Extracted records
──────────

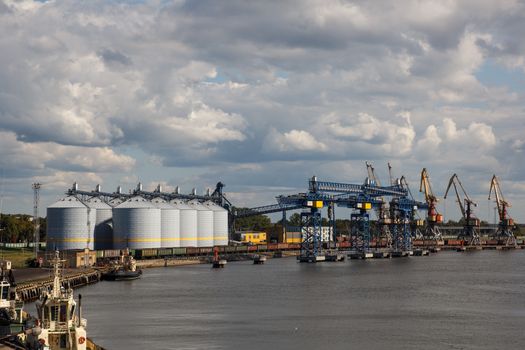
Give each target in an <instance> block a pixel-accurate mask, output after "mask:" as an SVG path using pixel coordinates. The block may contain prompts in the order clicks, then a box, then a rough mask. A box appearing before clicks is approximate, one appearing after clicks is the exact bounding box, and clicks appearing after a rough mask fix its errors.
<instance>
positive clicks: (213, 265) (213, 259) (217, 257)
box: [211, 247, 227, 269]
mask: <svg viewBox="0 0 525 350" xmlns="http://www.w3.org/2000/svg"><path fill="white" fill-rule="evenodd" d="M226 263H227V261H226V259H221V258H220V257H219V250H218V249H217V247H215V248H214V249H213V259H212V261H211V267H212V268H214V269H223V268H224V266H226Z"/></svg>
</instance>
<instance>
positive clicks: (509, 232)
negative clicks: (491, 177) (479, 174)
mask: <svg viewBox="0 0 525 350" xmlns="http://www.w3.org/2000/svg"><path fill="white" fill-rule="evenodd" d="M493 193H494V200H495V202H496V208H497V210H498V215H499V224H498V229H497V231H496V233H495V234H494V235H493V237H492V238H494V239H502V240H505V244H507V245H516V237H515V236H514V233H513V232H512V229H513V228H514V220H512V218H511V217H509V215H508V212H507V208H509V207H510V203H509V202H507V201H506V200H505V198H504V197H503V193H502V192H501V187H500V185H499V181H498V178H497V177H496V175H494V176H492V180H491V181H490V190H489V200H490V199H491V195H492V194H493Z"/></svg>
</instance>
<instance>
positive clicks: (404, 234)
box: [390, 176, 427, 254]
mask: <svg viewBox="0 0 525 350" xmlns="http://www.w3.org/2000/svg"><path fill="white" fill-rule="evenodd" d="M397 183H399V185H400V186H401V187H402V188H403V189H405V190H406V192H407V194H408V196H402V197H393V198H392V200H391V202H390V221H391V223H390V227H391V228H390V231H391V232H392V238H393V242H392V252H393V253H402V254H405V253H407V252H410V251H411V250H412V237H418V238H419V237H420V236H421V232H420V231H419V228H418V226H420V225H422V220H418V219H417V218H416V215H417V211H418V210H425V209H427V204H426V203H422V202H419V201H416V200H414V197H413V196H412V192H411V191H410V188H409V187H408V182H407V180H406V178H405V177H404V176H401V178H400V179H398V180H397Z"/></svg>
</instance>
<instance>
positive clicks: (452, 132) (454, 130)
mask: <svg viewBox="0 0 525 350" xmlns="http://www.w3.org/2000/svg"><path fill="white" fill-rule="evenodd" d="M442 144H443V145H444V146H446V147H447V148H449V149H457V150H465V149H476V150H490V149H491V148H493V147H494V146H495V145H496V136H495V135H494V132H493V129H492V127H491V126H489V125H487V124H484V123H476V122H472V123H470V124H469V125H468V127H466V128H458V127H457V125H456V122H454V121H453V120H452V119H450V118H445V119H443V121H442V124H441V125H438V126H435V125H429V126H428V127H427V129H426V130H425V134H424V135H423V138H421V139H420V140H418V142H417V146H418V149H420V150H423V151H427V150H429V149H432V150H434V149H436V148H437V149H439V146H440V145H442Z"/></svg>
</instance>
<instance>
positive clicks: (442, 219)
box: [419, 168, 443, 239]
mask: <svg viewBox="0 0 525 350" xmlns="http://www.w3.org/2000/svg"><path fill="white" fill-rule="evenodd" d="M419 192H423V193H424V194H425V201H426V202H427V205H428V210H427V226H426V228H425V233H424V236H425V237H429V238H431V239H438V238H440V237H441V232H440V231H439V229H438V228H437V227H436V224H437V223H441V222H443V215H441V214H439V213H438V211H437V208H436V205H437V202H438V199H437V197H436V196H435V195H434V192H432V185H431V184H430V178H429V176H428V172H427V169H426V168H423V170H422V171H421V180H420V183H419Z"/></svg>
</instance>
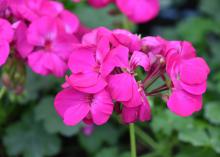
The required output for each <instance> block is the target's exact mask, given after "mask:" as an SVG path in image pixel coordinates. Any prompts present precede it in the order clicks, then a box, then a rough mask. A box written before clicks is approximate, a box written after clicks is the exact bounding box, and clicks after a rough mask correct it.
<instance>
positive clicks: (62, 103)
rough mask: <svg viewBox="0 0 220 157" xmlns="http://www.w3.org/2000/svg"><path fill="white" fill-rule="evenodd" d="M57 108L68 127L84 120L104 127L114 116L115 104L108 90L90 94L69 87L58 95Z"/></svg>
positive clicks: (74, 124)
mask: <svg viewBox="0 0 220 157" xmlns="http://www.w3.org/2000/svg"><path fill="white" fill-rule="evenodd" d="M55 108H56V110H57V112H58V113H59V115H60V116H61V117H62V118H63V121H64V123H65V124H66V125H76V124H78V123H79V122H80V121H82V120H85V121H88V120H89V121H92V122H93V123H95V124H96V125H102V124H104V123H106V122H107V121H108V119H109V117H110V115H111V114H112V111H113V102H112V99H111V97H110V95H109V93H108V91H107V90H106V89H103V90H101V91H100V92H98V93H95V94H88V93H83V92H80V91H76V90H75V89H73V88H71V87H69V88H66V89H63V90H62V91H61V92H60V93H58V94H57V96H56V98H55Z"/></svg>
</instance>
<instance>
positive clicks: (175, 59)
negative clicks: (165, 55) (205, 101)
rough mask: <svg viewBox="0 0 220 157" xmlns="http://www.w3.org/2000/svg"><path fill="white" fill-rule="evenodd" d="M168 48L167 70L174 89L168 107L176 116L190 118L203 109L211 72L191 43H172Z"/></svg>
mask: <svg viewBox="0 0 220 157" xmlns="http://www.w3.org/2000/svg"><path fill="white" fill-rule="evenodd" d="M168 48H169V49H168V54H167V68H166V69H167V73H168V74H169V75H170V78H171V80H172V82H173V86H174V87H173V89H172V93H171V96H170V98H169V100H168V103H167V105H168V107H169V108H170V109H171V111H173V112H175V113H176V114H178V115H180V116H189V115H191V114H192V113H194V112H196V111H199V110H200V109H201V107H202V94H203V93H204V92H205V91H206V80H207V76H208V74H209V72H210V70H209V67H208V65H207V63H206V62H205V61H204V59H202V58H200V57H196V55H195V49H194V48H193V47H192V45H191V44H190V43H188V42H171V43H170V45H169V46H168Z"/></svg>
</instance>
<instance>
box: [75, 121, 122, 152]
mask: <svg viewBox="0 0 220 157" xmlns="http://www.w3.org/2000/svg"><path fill="white" fill-rule="evenodd" d="M119 134H120V129H117V130H116V129H115V128H114V127H113V126H112V125H109V124H106V125H103V126H99V127H96V128H95V130H94V132H93V133H92V135H91V136H86V135H84V134H82V133H81V134H80V136H79V142H80V144H81V145H82V147H84V148H85V149H86V150H87V151H88V152H89V153H95V152H96V151H98V150H99V148H100V147H101V146H102V144H104V143H106V144H108V145H115V144H116V143H117V140H118V137H119Z"/></svg>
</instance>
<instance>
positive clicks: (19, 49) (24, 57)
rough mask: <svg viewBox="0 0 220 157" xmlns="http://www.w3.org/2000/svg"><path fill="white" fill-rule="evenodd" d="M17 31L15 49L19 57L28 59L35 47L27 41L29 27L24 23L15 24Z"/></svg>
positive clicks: (24, 58) (15, 29)
mask: <svg viewBox="0 0 220 157" xmlns="http://www.w3.org/2000/svg"><path fill="white" fill-rule="evenodd" d="M14 29H15V37H14V38H15V39H14V40H15V48H16V50H17V52H18V55H19V57H21V58H23V59H26V58H27V57H28V55H29V53H30V52H31V51H32V50H33V45H31V44H30V43H29V42H28V41H27V25H26V24H25V22H23V21H18V22H17V23H15V24H14Z"/></svg>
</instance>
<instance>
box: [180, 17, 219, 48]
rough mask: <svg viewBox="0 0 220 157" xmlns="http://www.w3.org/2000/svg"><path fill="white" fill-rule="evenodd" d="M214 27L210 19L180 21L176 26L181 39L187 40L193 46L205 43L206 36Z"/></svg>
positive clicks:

──────────

Once the line with "positive clicks: (74, 124)" is found in the records above, print exactly that line and every line after it through the line with "negative clicks: (165, 55) (205, 101)".

— Your response —
positive clicks: (74, 124)
mask: <svg viewBox="0 0 220 157" xmlns="http://www.w3.org/2000/svg"><path fill="white" fill-rule="evenodd" d="M55 108H56V110H57V112H58V113H59V115H60V116H61V117H62V118H63V121H64V123H65V124H66V125H76V124H78V123H79V122H80V121H82V120H85V121H88V120H89V121H92V122H93V123H95V124H96V125H102V124H104V123H106V122H107V121H108V119H109V117H110V115H111V114H112V111H113V102H112V99H111V97H110V95H109V93H108V91H107V90H106V89H103V90H101V91H100V92H98V93H95V94H88V93H83V92H80V91H76V90H75V89H73V88H71V87H69V88H66V89H63V90H62V91H61V92H60V93H58V94H57V96H56V98H55Z"/></svg>
</instance>
<instance>
positive clicks: (175, 59)
negative clicks: (165, 55) (205, 101)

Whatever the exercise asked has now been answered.